• [Article]:
— START —

Hmm... but it is not a big deal to me... :)

> Meanwhile, would a helper be nicer? Like:

Yup, that's nicer indeed.
Peter Xu July 23, 2018, 8:05 a.m. UTC | #3
On Mon, Jul 23, 2018 at 03:39:18PM +0800, Xiao Guangrong wrote:
> 
> 
> On 07/23/2018 12:36 PM, Peter Xu wrote:
> > On Thu, Jul 19, 2018 at 08:15:15PM +0800, guangrong.xiao@gmail.com wrote:
> > > @@ -1597,6 +1608,24 @@ static void migration_update_rates(RAMState *rs, int64_t end_time)
> > >               rs->xbzrle_cache_miss_prev) / iter_count;
> > >           rs->xbzrle_cache_miss_prev = xbzrle_counters.cache_miss;
> > >       }
> > > +
> > > +    if (migrate_use_compression()) {
> > > +        uint64_t comp_pages;
> > > +
> > > +        compression_counters.busy_rate = (double)(compression_counters.busy -
> > > +            rs->compress_thread_busy_prev) / iter_count;
> > 
> > Here I'm not sure it's correct...
> > 
> > "iter_count" stands for ramstate.iterations.  It's increased per
> > ram_find_and_save_block(), so IMHO it might contain multiple guest
> 
> ram_find_and_save_block() returns if a page is successfully posted and
> it only posts 1 page out at one time.

ram_find_and_save_block() calls ram_save_host_page(), and we should be
sending multiple guest pages in ram_save_host_page() if the host page
is a huge page?

> 
> > pages.  However compression_counters.busy should be per guest page.
> > 
> 
> Actually, it's derived from xbzrle_counters.cache_miss_rate:
>         xbzrle_counters.cache_miss_rate = (double)(xbzrle_counters.cache_miss -
>             rs->xbzrle_cache_miss_prev) / iter_count;

Then this is suspecious to me too...

> 
> > > +        rs->compress_thread_busy_prev = compression_counters.busy;
> > > +
> > > +        comp_pages = compression_counters.pages - rs->compress_pages_prev;
> > > +        if (comp_pages) {
> > > +            compression_counters.compression_rate =
> > > +                (double)(compression_counters.reduced_size -
> > > +                rs->compress_reduced_size_prev) /
> > > +                (comp_pages * TARGET_PAGE_SIZE);
> > > +            rs->compress_pages_prev = compression_counters.pages;
> > > +            rs->compress_reduced_size_prev = compression_counters.reduced_size;
> > > +        }
> > > +    }
> > >   }
> > >   static void migration_bitmap_sync(RAMState *rs)
> > > @@ -1872,6 +1901,9 @@ static void flush_compressed_data(RAMState *rs)

— END —

• [Given task]:
In the patch discussion, what does "iter_count" stand for?

• [Information supplied]:
— START —

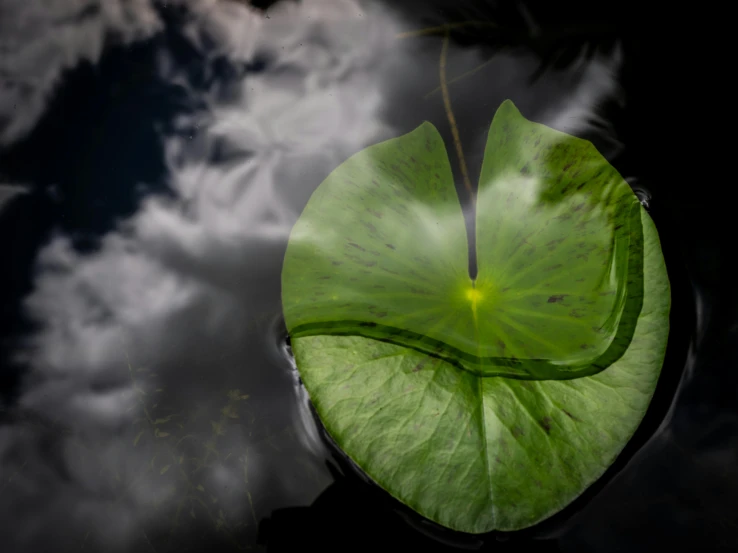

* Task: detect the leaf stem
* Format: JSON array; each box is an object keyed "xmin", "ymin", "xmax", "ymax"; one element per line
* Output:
[{"xmin": 439, "ymin": 30, "xmax": 475, "ymax": 204}]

— END —

• [Finished task]:
ramstate.iterations